--- START ---
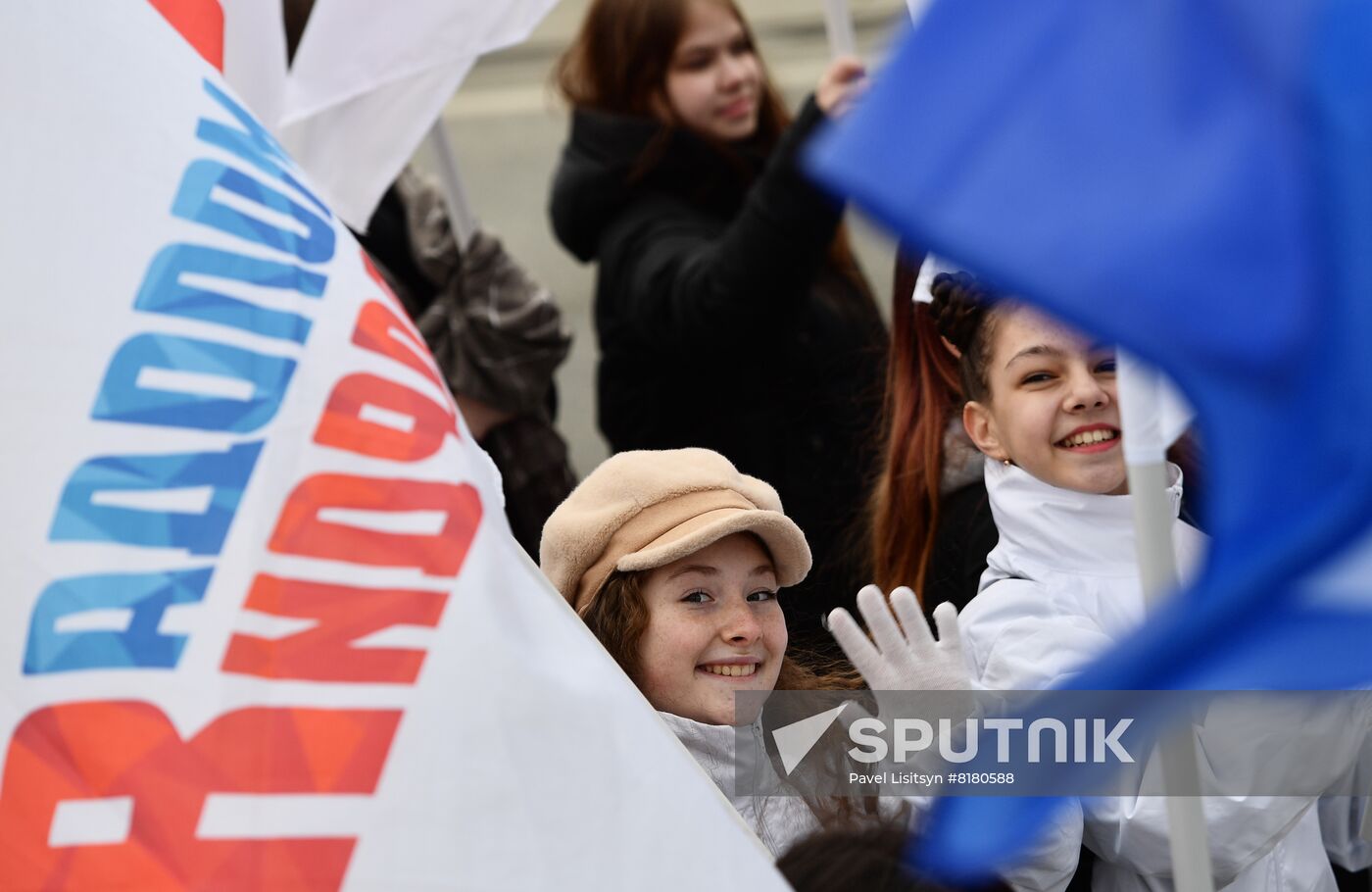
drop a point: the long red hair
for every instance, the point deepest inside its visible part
(922, 394)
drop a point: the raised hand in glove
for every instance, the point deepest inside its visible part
(902, 656)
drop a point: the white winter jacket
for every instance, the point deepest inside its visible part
(1060, 587)
(782, 818)
(778, 820)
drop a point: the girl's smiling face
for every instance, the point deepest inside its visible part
(713, 82)
(1053, 407)
(713, 627)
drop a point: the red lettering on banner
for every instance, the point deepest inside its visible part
(381, 331)
(301, 530)
(343, 425)
(81, 751)
(325, 652)
(201, 23)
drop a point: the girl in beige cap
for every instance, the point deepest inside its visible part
(674, 559)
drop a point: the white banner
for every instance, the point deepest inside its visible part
(369, 78)
(264, 623)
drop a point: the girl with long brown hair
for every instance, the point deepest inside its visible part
(930, 524)
(729, 311)
(674, 560)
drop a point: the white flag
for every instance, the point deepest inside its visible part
(264, 623)
(369, 78)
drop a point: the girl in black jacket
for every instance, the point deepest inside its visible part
(729, 309)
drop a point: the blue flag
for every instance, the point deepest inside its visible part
(1194, 181)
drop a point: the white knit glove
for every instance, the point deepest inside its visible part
(905, 656)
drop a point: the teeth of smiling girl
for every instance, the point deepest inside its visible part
(1090, 436)
(731, 669)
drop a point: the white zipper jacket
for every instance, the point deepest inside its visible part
(1062, 586)
(778, 820)
(782, 818)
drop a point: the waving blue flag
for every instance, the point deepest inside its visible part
(1194, 181)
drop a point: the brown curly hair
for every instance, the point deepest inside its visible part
(964, 313)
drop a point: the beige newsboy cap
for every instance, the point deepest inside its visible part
(644, 510)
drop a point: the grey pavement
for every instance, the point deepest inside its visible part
(508, 126)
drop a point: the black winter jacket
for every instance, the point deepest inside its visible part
(723, 324)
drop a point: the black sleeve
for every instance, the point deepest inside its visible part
(682, 280)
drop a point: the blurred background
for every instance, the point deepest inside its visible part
(507, 126)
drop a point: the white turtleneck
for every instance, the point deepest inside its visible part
(1062, 586)
(778, 818)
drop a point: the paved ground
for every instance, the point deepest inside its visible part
(507, 127)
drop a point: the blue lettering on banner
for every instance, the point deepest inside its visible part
(164, 291)
(139, 645)
(194, 201)
(206, 386)
(123, 398)
(79, 519)
(253, 143)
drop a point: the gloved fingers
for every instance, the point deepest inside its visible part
(950, 637)
(857, 647)
(874, 610)
(921, 640)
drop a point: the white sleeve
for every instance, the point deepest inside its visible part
(1242, 743)
(1052, 864)
(1019, 635)
(1347, 820)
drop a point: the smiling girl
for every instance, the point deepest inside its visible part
(1062, 583)
(674, 560)
(729, 311)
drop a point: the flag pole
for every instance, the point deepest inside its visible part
(1145, 449)
(459, 208)
(839, 25)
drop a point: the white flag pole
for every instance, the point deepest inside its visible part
(459, 208)
(1145, 450)
(839, 25)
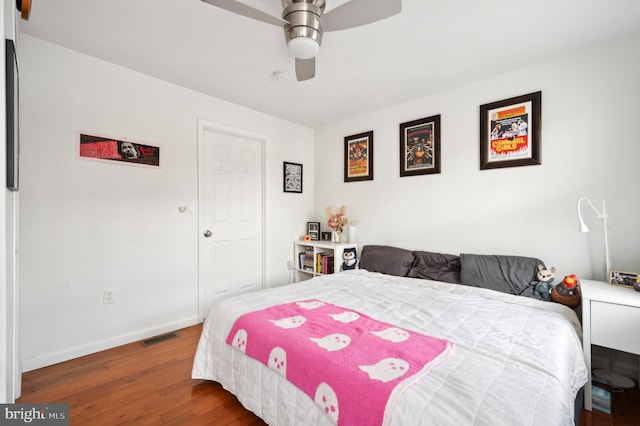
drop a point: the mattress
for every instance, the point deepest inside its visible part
(513, 360)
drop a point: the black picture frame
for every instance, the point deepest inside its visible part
(313, 230)
(623, 279)
(358, 157)
(292, 177)
(510, 132)
(12, 104)
(420, 146)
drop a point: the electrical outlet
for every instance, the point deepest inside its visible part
(109, 296)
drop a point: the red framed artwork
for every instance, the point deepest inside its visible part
(358, 157)
(510, 132)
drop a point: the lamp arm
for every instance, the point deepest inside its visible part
(606, 239)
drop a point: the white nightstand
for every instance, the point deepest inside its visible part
(610, 318)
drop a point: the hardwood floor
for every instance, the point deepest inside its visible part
(149, 385)
(152, 385)
(625, 411)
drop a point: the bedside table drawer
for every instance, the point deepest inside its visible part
(615, 326)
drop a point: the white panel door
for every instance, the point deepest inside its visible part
(230, 214)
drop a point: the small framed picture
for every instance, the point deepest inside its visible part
(625, 279)
(420, 147)
(510, 132)
(358, 157)
(292, 177)
(313, 230)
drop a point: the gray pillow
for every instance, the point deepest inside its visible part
(435, 266)
(508, 274)
(386, 259)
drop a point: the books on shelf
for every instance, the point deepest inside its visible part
(324, 263)
(601, 399)
(306, 259)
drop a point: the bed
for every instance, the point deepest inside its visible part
(503, 358)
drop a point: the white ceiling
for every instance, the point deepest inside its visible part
(433, 45)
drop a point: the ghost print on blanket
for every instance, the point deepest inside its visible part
(352, 356)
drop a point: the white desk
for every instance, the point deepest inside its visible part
(610, 318)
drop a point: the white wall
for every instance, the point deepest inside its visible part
(590, 147)
(88, 225)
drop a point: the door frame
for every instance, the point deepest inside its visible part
(205, 125)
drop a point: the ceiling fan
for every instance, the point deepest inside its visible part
(304, 21)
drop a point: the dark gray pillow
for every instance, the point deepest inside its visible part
(508, 274)
(436, 266)
(386, 259)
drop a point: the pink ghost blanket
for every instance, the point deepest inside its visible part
(354, 367)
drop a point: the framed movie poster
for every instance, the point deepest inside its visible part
(120, 150)
(292, 177)
(420, 146)
(510, 132)
(358, 157)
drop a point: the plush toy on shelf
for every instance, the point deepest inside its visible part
(567, 292)
(542, 284)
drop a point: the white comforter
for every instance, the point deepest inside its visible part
(515, 360)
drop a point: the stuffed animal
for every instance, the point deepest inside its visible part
(542, 284)
(567, 292)
(350, 258)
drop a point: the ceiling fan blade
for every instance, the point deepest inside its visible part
(248, 11)
(305, 69)
(356, 13)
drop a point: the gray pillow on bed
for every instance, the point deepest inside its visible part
(508, 274)
(436, 266)
(386, 259)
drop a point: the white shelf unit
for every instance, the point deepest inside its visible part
(315, 248)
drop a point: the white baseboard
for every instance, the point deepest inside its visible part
(620, 362)
(78, 351)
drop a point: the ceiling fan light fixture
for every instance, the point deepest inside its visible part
(303, 47)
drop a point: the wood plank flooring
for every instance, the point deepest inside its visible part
(133, 384)
(152, 385)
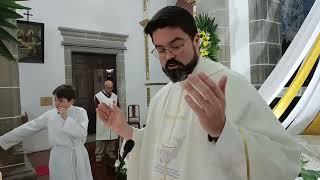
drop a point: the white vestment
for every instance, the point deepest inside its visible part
(173, 145)
(102, 133)
(69, 158)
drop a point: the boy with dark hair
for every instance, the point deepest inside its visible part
(67, 131)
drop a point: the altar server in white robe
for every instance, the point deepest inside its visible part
(67, 131)
(105, 138)
(208, 123)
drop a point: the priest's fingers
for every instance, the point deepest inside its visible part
(213, 86)
(195, 107)
(197, 97)
(200, 91)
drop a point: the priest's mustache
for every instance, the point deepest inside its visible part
(173, 61)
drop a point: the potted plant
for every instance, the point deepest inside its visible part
(209, 38)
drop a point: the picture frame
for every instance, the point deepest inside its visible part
(31, 42)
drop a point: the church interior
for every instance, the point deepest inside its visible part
(274, 44)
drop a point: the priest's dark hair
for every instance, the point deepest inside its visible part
(172, 16)
(65, 91)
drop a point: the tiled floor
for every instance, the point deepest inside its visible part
(100, 171)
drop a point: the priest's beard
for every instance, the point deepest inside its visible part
(182, 71)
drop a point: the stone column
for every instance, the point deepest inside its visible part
(265, 46)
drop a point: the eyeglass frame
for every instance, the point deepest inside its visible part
(175, 50)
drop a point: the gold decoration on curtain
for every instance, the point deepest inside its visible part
(298, 81)
(314, 127)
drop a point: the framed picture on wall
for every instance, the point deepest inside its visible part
(31, 42)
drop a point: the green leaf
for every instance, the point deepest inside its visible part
(12, 4)
(8, 13)
(206, 24)
(4, 51)
(7, 36)
(7, 24)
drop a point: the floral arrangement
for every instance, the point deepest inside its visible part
(209, 39)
--- END ---
Repeat only the stretch of lines starting at the one containing "drop a point: the tiled floor" and running to the final line of the entries above.

drop a point: the tiled floor
for every instance, the point deepest inside its visible part
(100, 171)
drop a point: the priest's beard
for every instance, the point deepest inside its visible part
(182, 71)
drop a point: the stone column
for every instance, the point deepest inside its visible part
(265, 46)
drop a point: the eyeglass frame
for every instance, the point deepest inside its visible part
(175, 50)
drop a point: the gold decoration on curtain
for every instance, the point deepest inside its visible part
(298, 81)
(314, 127)
drop a point: the framed picture on wall
for every instance, the point deepest inside its visible part
(31, 42)
drop a point: the green leaf
for every instance, the point deepest inside its visible part
(12, 4)
(8, 13)
(206, 24)
(4, 51)
(7, 36)
(7, 24)
drop a point: the floral arrangement
for every instance, the point deepest inside its visible part
(209, 39)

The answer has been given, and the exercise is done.